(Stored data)

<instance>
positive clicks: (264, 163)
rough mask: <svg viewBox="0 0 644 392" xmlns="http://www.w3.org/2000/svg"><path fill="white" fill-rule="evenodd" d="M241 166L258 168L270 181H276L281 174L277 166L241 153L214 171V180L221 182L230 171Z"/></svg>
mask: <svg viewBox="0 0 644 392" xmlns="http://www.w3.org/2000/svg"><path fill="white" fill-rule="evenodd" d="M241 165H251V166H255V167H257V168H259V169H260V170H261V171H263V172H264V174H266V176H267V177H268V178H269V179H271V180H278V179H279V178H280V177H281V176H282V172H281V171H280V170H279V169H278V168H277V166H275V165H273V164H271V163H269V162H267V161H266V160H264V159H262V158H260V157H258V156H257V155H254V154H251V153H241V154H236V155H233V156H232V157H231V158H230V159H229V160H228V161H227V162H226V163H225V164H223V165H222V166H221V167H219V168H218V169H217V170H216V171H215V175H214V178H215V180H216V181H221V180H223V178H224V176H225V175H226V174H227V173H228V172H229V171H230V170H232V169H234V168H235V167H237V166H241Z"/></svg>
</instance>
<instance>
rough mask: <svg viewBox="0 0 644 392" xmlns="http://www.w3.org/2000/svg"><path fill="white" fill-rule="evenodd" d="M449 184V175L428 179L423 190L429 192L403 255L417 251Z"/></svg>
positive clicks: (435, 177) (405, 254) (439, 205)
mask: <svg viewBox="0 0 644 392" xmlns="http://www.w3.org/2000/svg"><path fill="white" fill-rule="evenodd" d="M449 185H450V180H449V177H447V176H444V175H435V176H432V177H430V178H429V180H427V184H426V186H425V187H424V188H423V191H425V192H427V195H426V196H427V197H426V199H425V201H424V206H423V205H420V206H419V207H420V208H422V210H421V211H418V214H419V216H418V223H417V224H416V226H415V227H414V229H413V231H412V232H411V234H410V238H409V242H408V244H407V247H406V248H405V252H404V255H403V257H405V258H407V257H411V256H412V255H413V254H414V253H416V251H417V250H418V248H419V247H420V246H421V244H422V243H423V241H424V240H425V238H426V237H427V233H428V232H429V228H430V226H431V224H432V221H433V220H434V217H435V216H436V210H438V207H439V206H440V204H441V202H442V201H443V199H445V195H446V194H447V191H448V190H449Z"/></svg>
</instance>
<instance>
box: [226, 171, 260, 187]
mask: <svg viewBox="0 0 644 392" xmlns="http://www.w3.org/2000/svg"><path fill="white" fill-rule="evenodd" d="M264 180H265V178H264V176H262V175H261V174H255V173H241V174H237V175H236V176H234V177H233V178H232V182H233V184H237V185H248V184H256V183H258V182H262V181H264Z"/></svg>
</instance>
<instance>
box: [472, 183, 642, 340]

| Task prompt |
Rewrite the listing above with "rough mask" switched to "coarse mask" and nothing else changed.

| Worked solution |
<instance>
positive clicks: (264, 163)
coarse mask: <svg viewBox="0 0 644 392" xmlns="http://www.w3.org/2000/svg"><path fill="white" fill-rule="evenodd" d="M241 166L258 168L270 181H276L281 174L277 166L241 153L214 171V180L221 182L230 171Z"/></svg>
mask: <svg viewBox="0 0 644 392" xmlns="http://www.w3.org/2000/svg"><path fill="white" fill-rule="evenodd" d="M241 165H251V166H255V167H257V168H259V169H260V170H261V171H263V172H264V174H266V176H267V177H268V178H269V179H271V180H278V179H279V178H280V177H281V176H282V172H281V171H280V170H279V169H278V168H277V166H275V165H273V164H271V163H269V162H267V161H266V160H264V159H262V158H260V157H258V156H257V155H254V154H251V153H241V154H236V155H233V156H232V157H231V158H230V159H229V160H228V161H227V162H226V163H225V164H223V165H222V166H221V167H219V168H218V169H217V170H216V171H215V175H214V178H215V180H216V181H221V180H223V178H224V176H225V175H226V174H227V173H228V172H229V171H230V170H232V169H234V168H235V167H237V166H241Z"/></svg>
</instance>
<instance>
coarse mask: <svg viewBox="0 0 644 392" xmlns="http://www.w3.org/2000/svg"><path fill="white" fill-rule="evenodd" d="M449 184V175L428 179L423 190L429 192L403 255L417 251Z"/></svg>
positive clicks: (435, 177) (405, 254) (439, 205)
mask: <svg viewBox="0 0 644 392" xmlns="http://www.w3.org/2000/svg"><path fill="white" fill-rule="evenodd" d="M449 185H450V180H449V177H447V176H444V175H435V176H432V177H430V178H429V180H427V184H426V186H425V187H424V188H423V191H425V192H427V195H426V196H427V197H426V199H425V201H424V206H423V205H420V206H419V207H420V208H422V210H421V211H418V214H419V216H418V223H417V224H416V226H415V227H414V229H413V231H412V232H411V234H410V238H409V242H408V244H407V247H406V248H405V252H404V255H403V257H405V258H407V257H411V256H412V255H413V254H414V253H416V251H417V250H418V248H419V247H420V246H421V244H422V243H423V241H424V240H425V238H426V237H427V233H428V232H429V228H430V226H431V224H432V221H433V220H434V217H435V216H436V210H438V207H439V206H440V204H441V202H442V201H443V199H445V195H446V194H447V191H448V190H449Z"/></svg>
</instance>
<instance>
box: [226, 171, 260, 187]
mask: <svg viewBox="0 0 644 392" xmlns="http://www.w3.org/2000/svg"><path fill="white" fill-rule="evenodd" d="M264 180H265V178H264V176H262V175H261V174H255V173H241V174H237V175H236V176H234V177H233V178H232V182H233V184H237V185H248V184H256V183H258V182H262V181H264Z"/></svg>
</instance>
<instance>
box: [472, 183, 642, 340]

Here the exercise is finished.